:: Records excerpted from a collection ::
_ _ _ _ _

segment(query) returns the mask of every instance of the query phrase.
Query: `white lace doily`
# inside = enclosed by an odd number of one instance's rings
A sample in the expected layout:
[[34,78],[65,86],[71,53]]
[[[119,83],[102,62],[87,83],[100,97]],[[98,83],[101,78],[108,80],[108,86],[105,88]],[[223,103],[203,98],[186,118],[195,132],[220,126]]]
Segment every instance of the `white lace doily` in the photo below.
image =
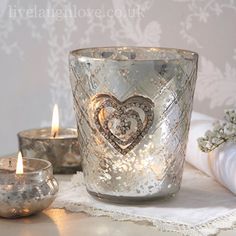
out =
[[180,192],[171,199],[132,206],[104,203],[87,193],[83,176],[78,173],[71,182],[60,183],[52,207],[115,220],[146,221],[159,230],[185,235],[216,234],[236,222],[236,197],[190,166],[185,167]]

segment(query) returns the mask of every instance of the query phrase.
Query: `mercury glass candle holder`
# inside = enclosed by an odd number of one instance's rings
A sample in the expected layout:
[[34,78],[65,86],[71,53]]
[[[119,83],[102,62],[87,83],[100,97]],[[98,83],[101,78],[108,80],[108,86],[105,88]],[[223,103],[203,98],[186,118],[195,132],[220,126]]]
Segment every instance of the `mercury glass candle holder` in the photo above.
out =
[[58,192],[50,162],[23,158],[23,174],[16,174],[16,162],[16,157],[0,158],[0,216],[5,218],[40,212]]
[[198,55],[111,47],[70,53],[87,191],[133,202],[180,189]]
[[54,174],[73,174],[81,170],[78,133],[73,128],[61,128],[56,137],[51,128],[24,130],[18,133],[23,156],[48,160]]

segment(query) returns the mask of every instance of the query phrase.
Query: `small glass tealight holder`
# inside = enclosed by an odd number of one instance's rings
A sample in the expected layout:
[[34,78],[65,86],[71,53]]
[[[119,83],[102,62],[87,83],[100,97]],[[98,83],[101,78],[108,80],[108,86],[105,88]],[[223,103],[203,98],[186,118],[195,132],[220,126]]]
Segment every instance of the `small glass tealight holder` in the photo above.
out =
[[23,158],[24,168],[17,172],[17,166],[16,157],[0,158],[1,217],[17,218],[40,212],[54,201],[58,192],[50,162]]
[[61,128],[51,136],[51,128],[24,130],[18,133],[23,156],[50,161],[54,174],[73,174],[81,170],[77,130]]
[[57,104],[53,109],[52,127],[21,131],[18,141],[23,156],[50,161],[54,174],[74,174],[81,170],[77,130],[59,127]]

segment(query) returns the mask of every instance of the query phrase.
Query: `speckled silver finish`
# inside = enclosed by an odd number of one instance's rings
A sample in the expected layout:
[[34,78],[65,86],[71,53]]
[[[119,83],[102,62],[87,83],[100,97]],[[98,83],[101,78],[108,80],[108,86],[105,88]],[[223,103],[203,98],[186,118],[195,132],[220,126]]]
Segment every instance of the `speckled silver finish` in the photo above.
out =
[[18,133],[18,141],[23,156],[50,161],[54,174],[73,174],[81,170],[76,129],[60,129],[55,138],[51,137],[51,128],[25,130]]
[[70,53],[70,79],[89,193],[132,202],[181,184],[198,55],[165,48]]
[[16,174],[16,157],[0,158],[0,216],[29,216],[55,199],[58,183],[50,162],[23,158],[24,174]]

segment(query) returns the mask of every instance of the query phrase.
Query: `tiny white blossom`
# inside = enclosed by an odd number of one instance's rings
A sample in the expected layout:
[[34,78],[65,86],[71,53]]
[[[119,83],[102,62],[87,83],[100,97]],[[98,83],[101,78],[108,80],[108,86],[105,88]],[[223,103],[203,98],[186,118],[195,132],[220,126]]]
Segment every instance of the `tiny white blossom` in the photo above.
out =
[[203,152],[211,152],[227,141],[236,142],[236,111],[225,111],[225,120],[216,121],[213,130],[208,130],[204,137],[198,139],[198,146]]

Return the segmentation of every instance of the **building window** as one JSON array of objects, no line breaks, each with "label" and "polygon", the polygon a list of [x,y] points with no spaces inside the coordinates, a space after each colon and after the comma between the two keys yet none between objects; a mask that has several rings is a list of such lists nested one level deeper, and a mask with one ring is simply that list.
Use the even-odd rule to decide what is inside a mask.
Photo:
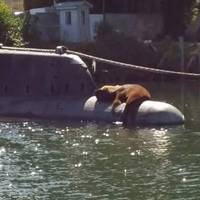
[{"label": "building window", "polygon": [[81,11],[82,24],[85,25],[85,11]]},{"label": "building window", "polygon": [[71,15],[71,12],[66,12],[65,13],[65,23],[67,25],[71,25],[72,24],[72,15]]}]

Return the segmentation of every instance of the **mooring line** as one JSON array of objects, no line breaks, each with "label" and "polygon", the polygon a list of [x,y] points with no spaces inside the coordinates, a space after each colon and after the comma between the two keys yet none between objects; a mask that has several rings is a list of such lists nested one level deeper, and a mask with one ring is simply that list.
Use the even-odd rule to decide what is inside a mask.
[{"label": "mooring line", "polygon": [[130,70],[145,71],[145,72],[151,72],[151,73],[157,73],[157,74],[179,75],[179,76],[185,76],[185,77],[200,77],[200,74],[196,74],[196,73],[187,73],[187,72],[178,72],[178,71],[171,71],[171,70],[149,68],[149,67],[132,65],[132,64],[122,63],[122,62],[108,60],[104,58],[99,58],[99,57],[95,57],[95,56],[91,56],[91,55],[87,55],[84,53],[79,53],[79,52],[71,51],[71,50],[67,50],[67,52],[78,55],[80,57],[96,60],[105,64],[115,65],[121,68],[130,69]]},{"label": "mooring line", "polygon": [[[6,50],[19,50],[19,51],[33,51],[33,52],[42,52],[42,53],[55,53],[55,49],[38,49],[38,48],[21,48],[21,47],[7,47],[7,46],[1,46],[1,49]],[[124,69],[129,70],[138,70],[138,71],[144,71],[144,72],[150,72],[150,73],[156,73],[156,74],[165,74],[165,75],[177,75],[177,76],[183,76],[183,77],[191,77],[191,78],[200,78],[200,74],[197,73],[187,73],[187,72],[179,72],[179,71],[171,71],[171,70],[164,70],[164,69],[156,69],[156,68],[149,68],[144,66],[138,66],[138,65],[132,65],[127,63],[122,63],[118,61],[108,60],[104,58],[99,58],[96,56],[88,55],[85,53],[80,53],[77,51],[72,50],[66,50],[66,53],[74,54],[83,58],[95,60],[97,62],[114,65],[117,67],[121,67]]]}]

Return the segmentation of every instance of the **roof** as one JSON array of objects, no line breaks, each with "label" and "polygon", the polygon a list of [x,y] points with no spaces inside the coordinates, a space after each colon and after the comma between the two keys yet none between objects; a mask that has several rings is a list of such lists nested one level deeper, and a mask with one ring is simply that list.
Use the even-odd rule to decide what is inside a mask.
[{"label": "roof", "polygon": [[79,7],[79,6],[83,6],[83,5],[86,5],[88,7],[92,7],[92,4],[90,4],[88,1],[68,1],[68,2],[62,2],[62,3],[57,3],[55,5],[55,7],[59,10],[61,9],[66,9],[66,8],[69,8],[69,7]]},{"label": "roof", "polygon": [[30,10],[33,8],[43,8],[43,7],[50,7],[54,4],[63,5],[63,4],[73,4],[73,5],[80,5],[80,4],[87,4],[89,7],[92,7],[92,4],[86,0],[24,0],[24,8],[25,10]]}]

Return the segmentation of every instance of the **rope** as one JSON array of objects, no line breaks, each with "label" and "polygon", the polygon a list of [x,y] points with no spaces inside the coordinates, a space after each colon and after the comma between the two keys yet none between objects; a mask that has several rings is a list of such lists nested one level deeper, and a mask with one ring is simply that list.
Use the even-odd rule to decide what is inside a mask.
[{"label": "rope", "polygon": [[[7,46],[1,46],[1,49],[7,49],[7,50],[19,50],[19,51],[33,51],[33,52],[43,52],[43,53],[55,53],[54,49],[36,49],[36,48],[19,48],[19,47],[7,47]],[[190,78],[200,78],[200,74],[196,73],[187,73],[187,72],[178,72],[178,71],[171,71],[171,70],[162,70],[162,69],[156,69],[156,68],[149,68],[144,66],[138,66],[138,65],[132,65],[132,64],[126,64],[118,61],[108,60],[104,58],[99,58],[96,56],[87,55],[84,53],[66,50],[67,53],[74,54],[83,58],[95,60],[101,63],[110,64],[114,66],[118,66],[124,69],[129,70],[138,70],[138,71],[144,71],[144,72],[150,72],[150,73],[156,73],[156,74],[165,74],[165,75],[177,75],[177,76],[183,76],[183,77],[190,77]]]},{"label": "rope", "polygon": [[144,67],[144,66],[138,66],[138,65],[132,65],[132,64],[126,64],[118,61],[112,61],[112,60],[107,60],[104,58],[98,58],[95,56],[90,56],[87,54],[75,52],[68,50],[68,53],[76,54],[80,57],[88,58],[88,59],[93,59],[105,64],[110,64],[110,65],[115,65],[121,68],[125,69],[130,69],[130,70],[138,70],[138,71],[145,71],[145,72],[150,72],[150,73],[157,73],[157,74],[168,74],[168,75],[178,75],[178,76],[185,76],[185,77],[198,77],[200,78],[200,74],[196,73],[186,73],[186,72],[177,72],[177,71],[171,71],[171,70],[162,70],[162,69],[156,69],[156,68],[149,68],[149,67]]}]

_ _ _ _ _

From the records above, pull every line that carries the word "tealight".

Query: `small glass tealight holder`
Segment every instance of the `small glass tealight holder` in the photo above.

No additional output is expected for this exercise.